> Written exercise
Reproduce each of the entries below word for word, keeping every line in its original order.

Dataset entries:
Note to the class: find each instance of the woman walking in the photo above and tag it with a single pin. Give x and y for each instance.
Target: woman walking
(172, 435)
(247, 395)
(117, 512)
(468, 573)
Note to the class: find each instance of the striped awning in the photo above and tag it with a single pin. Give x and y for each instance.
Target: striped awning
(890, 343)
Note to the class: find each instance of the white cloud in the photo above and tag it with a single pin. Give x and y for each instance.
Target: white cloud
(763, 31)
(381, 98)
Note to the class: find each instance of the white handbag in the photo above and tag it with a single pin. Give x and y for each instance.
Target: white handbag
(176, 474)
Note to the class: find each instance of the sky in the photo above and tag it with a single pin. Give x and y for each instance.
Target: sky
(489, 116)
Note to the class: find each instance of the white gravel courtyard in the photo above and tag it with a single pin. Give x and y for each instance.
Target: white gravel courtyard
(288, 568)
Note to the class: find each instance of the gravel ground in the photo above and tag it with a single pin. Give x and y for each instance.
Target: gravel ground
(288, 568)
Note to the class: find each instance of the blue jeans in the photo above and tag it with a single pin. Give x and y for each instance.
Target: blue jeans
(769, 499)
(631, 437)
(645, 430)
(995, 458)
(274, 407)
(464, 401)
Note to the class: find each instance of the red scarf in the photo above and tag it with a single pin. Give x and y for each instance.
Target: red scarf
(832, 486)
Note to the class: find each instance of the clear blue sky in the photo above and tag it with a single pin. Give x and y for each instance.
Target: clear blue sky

> Written response
Note to the class: find each instance of the woman walking in the photo above and tag it with a single pin. Give x and y for each instance.
Target: woman walking
(172, 435)
(247, 395)
(117, 512)
(468, 573)
Note to the class: find each instance of the striped awning in the photo above and tag it with a single pin. Give x and y for each instance.
Target: striped awning
(890, 343)
Note to the class: find each instance of the white cloud in the photo above and tag it with a single pin. Give x and y for each instance.
Target: white cloud
(763, 31)
(381, 98)
Note to the class: find each instance of the white handbag in the photo above and tag it with a single pin. Give x and y for each instance.
Target: white handbag
(176, 474)
Note to the class: find each instance of the sky in the photo above and tag it with a single pin. Give x and y for each instance.
Target: sky
(489, 116)
Note to the class: find each instance of the white gravel courtyard in the photo above and tag it with a single pin. Give x and y for each instance.
Target: white gravel courtyard
(288, 568)
Note to the class: find each instance of the gravel ground in the photo above and tag it with a single pin. Give x and y for each instance.
Target: gravel ground
(288, 568)
Note to the class: find each instance of the blue jeans in the photo above and tag it with a single pin. Give x and y for each instance.
Target: blue jeans
(769, 499)
(631, 437)
(645, 430)
(995, 458)
(274, 407)
(464, 401)
Note to the class: find each instance of the red scarf in the photo above and tag it with a single pin. Give x and y for each instance.
Target: red scarf
(832, 486)
Note to the class: find each instance of the clear blue sky in the photo above and tag it with a single pin. Give x and y for each instance.
Target: clear blue sky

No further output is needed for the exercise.